Work order:
Given the listing below, output exactly the line containing "for the hood" and every line after it through the end.
*** Supplied records Section Begins ***
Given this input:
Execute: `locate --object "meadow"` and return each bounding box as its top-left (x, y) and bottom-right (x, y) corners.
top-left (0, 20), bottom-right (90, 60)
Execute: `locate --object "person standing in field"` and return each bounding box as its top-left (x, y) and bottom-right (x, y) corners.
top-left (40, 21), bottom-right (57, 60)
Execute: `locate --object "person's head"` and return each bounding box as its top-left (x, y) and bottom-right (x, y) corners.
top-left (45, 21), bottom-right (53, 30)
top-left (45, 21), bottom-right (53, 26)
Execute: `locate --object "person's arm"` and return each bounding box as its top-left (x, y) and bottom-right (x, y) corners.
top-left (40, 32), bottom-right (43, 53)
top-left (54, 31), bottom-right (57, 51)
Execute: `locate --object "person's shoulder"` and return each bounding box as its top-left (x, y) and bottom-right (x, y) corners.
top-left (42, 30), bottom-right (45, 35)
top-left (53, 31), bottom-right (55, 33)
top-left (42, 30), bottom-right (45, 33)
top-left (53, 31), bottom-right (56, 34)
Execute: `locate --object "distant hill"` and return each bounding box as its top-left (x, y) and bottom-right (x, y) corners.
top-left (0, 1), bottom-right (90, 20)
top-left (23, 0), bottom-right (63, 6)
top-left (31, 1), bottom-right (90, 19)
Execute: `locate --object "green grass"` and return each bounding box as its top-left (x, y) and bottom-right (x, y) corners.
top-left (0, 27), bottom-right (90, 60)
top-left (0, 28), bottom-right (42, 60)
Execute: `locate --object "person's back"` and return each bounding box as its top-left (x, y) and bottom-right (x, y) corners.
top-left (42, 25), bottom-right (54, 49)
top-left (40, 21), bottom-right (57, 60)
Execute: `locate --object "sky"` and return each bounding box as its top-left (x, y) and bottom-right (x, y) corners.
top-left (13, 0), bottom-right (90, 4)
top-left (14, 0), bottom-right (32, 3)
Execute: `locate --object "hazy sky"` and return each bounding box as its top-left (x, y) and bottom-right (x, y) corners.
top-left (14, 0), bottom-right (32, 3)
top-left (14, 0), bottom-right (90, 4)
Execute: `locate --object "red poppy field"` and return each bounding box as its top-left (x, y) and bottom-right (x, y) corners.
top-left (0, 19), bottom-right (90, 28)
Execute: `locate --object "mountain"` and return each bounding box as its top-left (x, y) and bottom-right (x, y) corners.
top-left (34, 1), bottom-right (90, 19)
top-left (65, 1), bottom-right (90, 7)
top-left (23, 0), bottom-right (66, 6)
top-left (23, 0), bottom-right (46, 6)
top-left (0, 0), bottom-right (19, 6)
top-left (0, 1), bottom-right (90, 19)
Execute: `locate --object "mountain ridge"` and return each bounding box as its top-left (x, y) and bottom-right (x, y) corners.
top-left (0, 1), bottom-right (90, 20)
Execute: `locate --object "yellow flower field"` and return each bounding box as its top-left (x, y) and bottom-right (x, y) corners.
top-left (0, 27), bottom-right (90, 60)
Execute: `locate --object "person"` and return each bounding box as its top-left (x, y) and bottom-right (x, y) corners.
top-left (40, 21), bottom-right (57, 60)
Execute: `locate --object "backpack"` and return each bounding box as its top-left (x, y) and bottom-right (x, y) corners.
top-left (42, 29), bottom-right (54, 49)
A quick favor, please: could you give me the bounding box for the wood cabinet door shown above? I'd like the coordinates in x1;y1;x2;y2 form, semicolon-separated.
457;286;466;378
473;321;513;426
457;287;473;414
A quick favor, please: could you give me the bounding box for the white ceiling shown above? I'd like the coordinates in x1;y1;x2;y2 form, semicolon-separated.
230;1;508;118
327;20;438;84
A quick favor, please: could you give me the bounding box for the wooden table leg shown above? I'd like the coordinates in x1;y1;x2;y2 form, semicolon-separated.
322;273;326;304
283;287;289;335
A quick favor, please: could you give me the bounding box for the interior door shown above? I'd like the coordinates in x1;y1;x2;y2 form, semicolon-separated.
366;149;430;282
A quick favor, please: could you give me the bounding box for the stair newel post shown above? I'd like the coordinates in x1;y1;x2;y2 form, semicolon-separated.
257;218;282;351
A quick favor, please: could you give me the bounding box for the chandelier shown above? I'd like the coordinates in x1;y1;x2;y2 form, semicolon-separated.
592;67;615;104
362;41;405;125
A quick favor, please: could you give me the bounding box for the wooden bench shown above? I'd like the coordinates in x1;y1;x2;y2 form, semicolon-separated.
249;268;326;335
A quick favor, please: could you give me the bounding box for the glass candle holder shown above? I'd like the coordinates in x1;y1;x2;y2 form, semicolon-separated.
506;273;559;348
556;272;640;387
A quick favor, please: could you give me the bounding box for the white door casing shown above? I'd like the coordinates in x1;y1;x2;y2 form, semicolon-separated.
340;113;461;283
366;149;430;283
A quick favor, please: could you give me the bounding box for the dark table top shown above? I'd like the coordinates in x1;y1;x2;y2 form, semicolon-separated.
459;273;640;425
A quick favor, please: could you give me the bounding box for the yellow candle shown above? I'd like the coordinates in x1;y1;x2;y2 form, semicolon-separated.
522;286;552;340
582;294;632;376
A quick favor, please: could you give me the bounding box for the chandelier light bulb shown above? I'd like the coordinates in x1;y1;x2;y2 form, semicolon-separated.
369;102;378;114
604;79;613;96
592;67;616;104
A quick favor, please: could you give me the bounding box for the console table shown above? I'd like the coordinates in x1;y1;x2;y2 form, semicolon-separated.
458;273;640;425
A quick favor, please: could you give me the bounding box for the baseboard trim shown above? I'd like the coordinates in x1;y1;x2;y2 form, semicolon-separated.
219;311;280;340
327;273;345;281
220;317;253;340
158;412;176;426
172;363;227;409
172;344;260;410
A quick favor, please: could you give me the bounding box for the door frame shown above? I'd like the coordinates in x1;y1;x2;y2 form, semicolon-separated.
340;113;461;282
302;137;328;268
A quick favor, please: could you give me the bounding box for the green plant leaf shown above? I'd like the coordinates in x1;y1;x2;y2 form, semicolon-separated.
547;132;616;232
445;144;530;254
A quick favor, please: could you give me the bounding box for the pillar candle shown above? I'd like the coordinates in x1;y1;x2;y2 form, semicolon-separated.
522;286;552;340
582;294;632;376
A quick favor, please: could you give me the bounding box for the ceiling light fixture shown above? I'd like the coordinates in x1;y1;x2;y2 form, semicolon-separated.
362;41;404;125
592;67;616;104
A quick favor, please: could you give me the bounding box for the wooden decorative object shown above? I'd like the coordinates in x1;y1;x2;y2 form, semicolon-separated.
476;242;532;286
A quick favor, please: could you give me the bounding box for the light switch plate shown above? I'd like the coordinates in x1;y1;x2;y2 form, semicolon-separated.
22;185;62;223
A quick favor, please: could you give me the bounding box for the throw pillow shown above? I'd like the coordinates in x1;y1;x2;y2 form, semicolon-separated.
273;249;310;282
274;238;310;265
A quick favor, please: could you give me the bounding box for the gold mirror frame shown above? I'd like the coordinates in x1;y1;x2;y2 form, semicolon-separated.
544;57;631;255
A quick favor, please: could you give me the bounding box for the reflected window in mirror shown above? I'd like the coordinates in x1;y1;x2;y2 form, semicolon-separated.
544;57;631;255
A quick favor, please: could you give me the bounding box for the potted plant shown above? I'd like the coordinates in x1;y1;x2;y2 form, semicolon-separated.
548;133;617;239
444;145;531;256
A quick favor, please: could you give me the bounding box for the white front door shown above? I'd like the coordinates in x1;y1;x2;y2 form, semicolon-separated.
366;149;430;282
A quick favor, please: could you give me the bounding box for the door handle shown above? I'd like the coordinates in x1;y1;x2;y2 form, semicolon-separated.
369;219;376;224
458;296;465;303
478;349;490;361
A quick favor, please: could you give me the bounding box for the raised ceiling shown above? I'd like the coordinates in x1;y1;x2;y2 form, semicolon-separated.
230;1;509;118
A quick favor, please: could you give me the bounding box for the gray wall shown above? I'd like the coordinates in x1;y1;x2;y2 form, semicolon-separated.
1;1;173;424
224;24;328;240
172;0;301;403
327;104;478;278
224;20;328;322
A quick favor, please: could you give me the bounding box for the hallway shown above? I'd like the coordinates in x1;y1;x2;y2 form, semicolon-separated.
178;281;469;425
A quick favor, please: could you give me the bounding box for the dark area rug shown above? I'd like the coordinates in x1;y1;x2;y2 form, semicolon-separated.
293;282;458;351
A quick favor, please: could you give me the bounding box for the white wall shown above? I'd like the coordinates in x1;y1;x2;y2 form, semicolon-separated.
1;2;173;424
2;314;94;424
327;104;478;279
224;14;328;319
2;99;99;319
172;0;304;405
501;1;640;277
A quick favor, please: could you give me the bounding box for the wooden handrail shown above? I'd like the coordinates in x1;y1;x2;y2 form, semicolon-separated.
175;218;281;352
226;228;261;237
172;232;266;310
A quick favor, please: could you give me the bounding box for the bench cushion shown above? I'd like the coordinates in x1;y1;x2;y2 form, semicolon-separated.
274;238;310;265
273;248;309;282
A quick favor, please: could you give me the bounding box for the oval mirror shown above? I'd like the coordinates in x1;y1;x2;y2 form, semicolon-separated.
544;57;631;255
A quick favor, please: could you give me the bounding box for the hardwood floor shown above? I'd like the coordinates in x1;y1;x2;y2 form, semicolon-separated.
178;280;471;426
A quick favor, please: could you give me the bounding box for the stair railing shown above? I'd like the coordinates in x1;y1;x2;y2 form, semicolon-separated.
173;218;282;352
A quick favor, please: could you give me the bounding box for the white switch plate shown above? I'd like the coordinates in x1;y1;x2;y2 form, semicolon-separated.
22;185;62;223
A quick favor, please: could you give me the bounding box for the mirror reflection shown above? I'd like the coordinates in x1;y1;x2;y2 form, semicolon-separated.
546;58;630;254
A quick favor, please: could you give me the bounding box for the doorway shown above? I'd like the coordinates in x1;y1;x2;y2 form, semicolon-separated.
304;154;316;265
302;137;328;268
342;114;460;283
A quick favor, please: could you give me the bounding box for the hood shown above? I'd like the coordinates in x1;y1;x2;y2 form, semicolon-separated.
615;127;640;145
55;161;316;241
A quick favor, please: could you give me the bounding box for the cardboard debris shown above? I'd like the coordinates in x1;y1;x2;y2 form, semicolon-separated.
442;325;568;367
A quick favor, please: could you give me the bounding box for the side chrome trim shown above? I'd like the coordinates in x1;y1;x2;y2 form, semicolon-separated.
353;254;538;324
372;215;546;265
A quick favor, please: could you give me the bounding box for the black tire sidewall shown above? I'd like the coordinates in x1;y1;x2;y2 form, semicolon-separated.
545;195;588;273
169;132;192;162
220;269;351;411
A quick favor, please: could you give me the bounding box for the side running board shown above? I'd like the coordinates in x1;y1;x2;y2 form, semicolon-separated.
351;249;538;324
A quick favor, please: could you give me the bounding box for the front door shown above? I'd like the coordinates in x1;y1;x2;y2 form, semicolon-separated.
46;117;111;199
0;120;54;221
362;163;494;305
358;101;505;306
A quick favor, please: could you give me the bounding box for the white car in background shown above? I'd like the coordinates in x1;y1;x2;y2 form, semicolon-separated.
*** Supplied records Section Ends ***
Task answer:
A quick favor, please: could you give me the bounding box for the hood shown above? I'd like the coordinates in x1;y1;x2;y2 form, semicolon-separated.
615;127;640;145
55;161;316;241
A quick favor, please: could you give me the bounding box for the cardboard debris shown above? I'd like the coordinates in x1;y1;x2;y2 form, semicolon-separated.
442;325;568;367
A quick favor, please: could you give me the bounding box for the side chrome trim shown above? I'd like the coordinates in x1;y1;x2;y2 form, semicolon-separated.
353;254;538;324
372;215;546;265
A quick favor, please: could you give me the bounding box for the black tire sidewall shown above? I'd like the coordinates in x1;y1;x2;y2 form, semicolon-separated.
545;195;588;273
169;132;192;162
220;269;351;411
A quick favor, please: could you give me the bounding box for the side running board shown above? I'd like the coordinates in x1;y1;x2;y2 form, semicolon-separated.
351;249;538;324
A quick favor, please: could you give me the bounding box for the front door shown above? I'd like the coordinates in x1;y1;x2;y2 form, semicolon-separated.
46;117;111;199
0;120;54;221
362;163;494;305
358;101;505;306
A quick favor, please: could you give me the bounding box for the white car in background shown above? I'd like the coordinates in x1;y1;x2;y2 form, semicolon-separated.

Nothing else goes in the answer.